▸ **TEXTO DEL DOCUMENTO**:

-----

La casa donde vivió Reinaldo Arenas está en los límites de los repartos Vista Alegre y Luz. Ambas zonas pertenecen a un mismo consejo popular, cuya población ronda los 34 mil habitantes.
“Viste que no era en Vista Alegre”, me dice fatigado. Delfín Prats está a punto de cumplir setentaitrés, y aunque conserva vitalidad, no ha estado exento de ciertos achaques. “No era Vista Alegre y es Vista Alegre”, vuelve a decir, triunfal.
Desde que dejamos el bicitaxi hemos caminado siete u ocho cuadras por aceras estrechas que, al terminar, nos hacen proseguir por el borde de calles asfaltadas o con remiendos por la construcción del acueducto. Las casas aquí son de arquitectura variable, hechas como han podido sus habitantes, a pulmón. Desde los años noventa por todas partes proliferan las rejas, se ramifican como trepadoras por sobre garajes, pasillos, patios.

-----

▸ **Ejemplos de detección**:
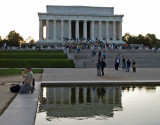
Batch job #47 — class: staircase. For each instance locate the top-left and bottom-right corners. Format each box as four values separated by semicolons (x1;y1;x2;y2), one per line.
69;49;160;68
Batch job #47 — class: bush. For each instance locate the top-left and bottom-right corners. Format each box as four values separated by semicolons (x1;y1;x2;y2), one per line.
0;49;63;53
0;59;74;68
0;68;43;77
0;53;68;59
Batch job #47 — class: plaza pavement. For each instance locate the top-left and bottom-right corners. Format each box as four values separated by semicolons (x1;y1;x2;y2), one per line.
42;68;160;83
0;68;160;125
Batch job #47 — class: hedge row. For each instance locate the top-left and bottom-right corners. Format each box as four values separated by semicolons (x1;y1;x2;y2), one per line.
0;68;43;77
0;53;68;59
0;49;63;53
0;59;74;68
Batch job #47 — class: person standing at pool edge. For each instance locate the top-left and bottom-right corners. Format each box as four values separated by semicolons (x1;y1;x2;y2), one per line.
100;58;106;76
19;67;33;94
132;60;136;72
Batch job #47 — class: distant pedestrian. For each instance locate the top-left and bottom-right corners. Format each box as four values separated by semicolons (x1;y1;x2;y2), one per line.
103;51;107;60
92;50;96;61
132;60;136;72
96;60;101;76
3;43;7;49
122;55;126;69
117;54;121;64
19;67;33;94
114;57;119;70
126;59;131;72
98;50;101;59
101;58;106;76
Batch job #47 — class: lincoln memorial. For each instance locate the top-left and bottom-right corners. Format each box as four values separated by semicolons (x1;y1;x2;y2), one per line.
38;6;124;43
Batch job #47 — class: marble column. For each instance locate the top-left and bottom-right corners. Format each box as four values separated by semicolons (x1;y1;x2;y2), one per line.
99;21;102;40
46;20;49;40
61;20;64;42
119;21;122;40
91;21;94;40
76;20;79;39
53;20;57;42
106;21;109;42
39;20;43;40
68;20;72;39
83;20;87;39
113;21;116;41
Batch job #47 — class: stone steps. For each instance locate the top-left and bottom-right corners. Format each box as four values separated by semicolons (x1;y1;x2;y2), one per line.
70;50;160;68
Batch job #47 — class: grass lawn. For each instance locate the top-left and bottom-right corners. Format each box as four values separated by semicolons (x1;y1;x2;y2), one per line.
0;68;43;77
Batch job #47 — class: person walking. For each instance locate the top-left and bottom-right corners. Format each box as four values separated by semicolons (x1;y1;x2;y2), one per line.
114;57;118;70
126;59;131;72
100;58;106;76
98;50;101;59
96;60;101;76
19;67;34;94
122;55;126;69
132;60;136;72
92;50;96;61
103;51;107;60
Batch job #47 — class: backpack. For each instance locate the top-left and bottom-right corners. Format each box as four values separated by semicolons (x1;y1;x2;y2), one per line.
10;84;21;93
103;62;106;67
32;78;35;88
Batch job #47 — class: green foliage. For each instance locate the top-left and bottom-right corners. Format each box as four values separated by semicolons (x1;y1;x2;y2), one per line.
0;68;43;77
29;39;35;44
6;30;24;46
0;53;67;59
123;33;160;48
0;59;74;68
0;49;63;53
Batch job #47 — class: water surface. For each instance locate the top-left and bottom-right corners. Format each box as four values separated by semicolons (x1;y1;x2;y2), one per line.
36;86;160;125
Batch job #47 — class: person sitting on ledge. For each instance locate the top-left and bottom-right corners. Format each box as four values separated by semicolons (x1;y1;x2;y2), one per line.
19;67;34;94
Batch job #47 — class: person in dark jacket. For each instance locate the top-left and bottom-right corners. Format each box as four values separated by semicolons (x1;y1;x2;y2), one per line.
126;59;131;72
101;58;106;76
132;60;136;72
98;50;101;59
96;60;101;76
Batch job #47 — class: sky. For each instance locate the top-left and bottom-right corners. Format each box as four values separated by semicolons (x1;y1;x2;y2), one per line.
0;0;160;41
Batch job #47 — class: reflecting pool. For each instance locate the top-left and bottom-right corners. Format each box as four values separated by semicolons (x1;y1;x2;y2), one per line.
35;86;160;125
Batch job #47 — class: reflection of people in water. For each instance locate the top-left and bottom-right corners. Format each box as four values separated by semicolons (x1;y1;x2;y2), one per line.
97;88;106;99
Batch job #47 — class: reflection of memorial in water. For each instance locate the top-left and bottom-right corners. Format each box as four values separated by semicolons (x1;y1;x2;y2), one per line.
39;87;122;117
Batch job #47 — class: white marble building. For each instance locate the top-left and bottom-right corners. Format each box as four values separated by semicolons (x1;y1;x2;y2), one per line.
38;6;124;43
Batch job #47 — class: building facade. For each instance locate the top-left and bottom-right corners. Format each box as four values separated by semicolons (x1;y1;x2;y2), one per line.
38;6;123;43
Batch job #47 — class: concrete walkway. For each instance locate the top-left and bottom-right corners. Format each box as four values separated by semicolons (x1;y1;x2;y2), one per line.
0;82;41;125
0;68;160;125
42;68;160;83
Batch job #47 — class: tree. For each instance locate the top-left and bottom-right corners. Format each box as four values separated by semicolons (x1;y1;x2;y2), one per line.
122;33;160;48
29;39;35;44
6;30;24;46
145;33;159;47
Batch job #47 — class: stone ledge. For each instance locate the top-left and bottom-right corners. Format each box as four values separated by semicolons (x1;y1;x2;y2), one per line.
41;80;160;86
0;82;41;125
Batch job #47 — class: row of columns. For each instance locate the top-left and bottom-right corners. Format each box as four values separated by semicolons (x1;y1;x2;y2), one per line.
41;87;122;104
39;20;122;41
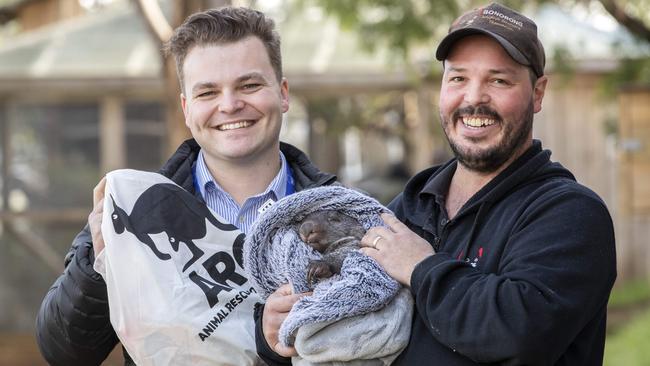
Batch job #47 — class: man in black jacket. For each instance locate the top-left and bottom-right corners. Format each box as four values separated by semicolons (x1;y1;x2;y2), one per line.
36;8;336;366
258;4;616;366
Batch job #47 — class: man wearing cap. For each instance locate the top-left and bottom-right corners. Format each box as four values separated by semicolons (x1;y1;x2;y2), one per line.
256;4;616;366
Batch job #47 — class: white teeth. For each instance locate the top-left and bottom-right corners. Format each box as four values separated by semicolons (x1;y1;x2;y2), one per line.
217;121;253;131
462;117;497;127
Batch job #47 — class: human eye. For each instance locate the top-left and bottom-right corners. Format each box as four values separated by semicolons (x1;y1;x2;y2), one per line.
195;90;216;98
241;82;262;91
492;78;512;86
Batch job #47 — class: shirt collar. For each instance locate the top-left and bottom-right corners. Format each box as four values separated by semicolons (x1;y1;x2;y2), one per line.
196;150;289;200
422;159;458;202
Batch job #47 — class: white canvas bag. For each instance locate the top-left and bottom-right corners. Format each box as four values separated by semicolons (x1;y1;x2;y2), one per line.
95;170;260;366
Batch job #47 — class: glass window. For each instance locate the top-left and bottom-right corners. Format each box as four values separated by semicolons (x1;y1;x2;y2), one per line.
124;102;165;171
8;103;99;211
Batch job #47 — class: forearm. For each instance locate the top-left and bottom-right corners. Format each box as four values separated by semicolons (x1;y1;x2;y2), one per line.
254;303;291;366
36;227;117;365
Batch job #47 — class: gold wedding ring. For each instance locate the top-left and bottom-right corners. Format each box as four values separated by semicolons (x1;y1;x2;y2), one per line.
372;235;383;249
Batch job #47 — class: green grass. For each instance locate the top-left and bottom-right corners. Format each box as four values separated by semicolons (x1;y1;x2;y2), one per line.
609;281;650;308
603;309;650;366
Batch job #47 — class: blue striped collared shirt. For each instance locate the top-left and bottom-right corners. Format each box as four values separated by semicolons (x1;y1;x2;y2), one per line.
195;150;289;234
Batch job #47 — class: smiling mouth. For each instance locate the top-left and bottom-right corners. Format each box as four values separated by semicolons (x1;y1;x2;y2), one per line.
217;121;255;131
460;117;497;128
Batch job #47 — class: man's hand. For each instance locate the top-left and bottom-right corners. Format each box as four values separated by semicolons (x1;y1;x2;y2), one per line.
361;214;435;286
88;177;106;257
262;284;310;357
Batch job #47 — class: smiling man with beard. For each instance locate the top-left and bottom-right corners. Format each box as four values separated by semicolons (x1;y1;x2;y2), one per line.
354;4;616;366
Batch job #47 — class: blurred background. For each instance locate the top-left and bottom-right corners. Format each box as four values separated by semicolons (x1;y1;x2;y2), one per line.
0;0;650;365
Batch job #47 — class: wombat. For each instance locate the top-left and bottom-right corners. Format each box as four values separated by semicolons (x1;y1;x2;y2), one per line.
298;210;366;286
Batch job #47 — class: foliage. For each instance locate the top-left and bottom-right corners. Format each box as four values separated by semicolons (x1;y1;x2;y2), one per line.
603;309;650;366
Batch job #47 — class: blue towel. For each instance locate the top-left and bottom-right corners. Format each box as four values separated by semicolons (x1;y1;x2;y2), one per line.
244;186;400;345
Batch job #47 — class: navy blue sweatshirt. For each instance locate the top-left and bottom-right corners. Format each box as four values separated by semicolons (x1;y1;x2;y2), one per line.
389;141;616;366
257;141;616;366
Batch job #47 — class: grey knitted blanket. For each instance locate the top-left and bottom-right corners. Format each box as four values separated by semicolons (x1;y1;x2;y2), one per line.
244;186;400;345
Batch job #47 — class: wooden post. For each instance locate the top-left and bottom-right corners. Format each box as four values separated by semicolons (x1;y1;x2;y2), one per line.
99;96;126;174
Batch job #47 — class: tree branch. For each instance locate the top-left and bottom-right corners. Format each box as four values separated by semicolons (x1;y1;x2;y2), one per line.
599;0;650;42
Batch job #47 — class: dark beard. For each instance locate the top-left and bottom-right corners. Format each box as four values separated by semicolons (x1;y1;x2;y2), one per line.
441;101;534;173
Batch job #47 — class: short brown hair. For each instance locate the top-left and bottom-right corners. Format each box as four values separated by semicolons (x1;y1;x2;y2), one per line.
164;7;282;90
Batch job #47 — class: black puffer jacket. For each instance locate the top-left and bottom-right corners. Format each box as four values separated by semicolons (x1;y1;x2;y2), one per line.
36;140;336;366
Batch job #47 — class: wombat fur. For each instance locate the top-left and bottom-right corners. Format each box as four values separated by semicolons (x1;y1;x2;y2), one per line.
298;210;366;286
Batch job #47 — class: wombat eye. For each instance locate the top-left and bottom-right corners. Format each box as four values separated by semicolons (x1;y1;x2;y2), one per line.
328;214;341;222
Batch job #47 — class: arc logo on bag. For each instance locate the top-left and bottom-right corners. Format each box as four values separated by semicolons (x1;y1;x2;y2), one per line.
95;170;261;366
106;183;247;307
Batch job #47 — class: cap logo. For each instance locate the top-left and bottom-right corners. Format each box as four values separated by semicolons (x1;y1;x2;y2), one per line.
482;9;524;29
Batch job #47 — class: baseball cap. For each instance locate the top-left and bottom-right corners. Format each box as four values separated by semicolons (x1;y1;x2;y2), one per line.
436;3;546;77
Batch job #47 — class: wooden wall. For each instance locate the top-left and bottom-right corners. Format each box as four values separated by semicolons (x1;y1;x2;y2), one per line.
534;74;650;282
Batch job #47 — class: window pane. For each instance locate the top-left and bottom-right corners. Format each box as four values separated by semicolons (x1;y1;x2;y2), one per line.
125;102;165;171
9;104;99;211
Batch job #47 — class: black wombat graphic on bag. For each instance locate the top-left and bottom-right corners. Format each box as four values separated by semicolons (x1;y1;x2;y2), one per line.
298;210;366;286
111;183;237;272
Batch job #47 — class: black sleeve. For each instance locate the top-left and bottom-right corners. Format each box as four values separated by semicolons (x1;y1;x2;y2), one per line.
253;302;291;366
411;192;616;365
36;225;118;366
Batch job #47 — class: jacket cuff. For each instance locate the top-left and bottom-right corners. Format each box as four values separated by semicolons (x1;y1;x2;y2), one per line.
253;302;291;366
67;243;108;299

-----

▸ **COMPLETE LO SIGUIENTE**:
[a] Según el texto sobre la casa de Reinaldo Arenas, ¿cuántos habitantes tiene aproximadamente el consejo popular al que pertenecen los repartos Vista Alegre y Luz?
[b] Reproduzca el fragmento del texto sobre la casa de Reinaldo Arenas que va desde "La casa donde" hasta "garajes, pasillos, patios.", ambos incluidos, cambiando "rejas" por "verjas".

▸ **EN RESPUESTA**:
[a] Alrededor de 34 mil habitantes.

[b]
La casa donde vivió Reinaldo Arenas está en los límites de los repartos Vista Alegre y Luz. Ambas zonas pertenecen a un mismo consejo popular, cuya población ronda los 34 mil habitantes.
“Viste que no era en Vista Alegre”, me dice fatigado. Delfín Prats está a punto de cumplir setentaitrés, y aunque conserva vitalidad, no ha estado exento de ciertos achaques. “No era Vista Alegre y es Vista Alegre”, vuelve a decir, triunfal.
Desde que dejamos el bicitaxi hemos caminado siete u ocho cuadras por aceras estrechas que, al terminar, nos hacen proseguir por el borde de calles asfaltadas o con remiendos por la construcción del acueducto. Las casas aquí son de arquitectura variable, hechas como han podido sus habitantes, a pulmón. Desde los años noventa por todas partes proliferan las verjas, se ramifican como trepadoras por sobre garajes, pasillos, patios.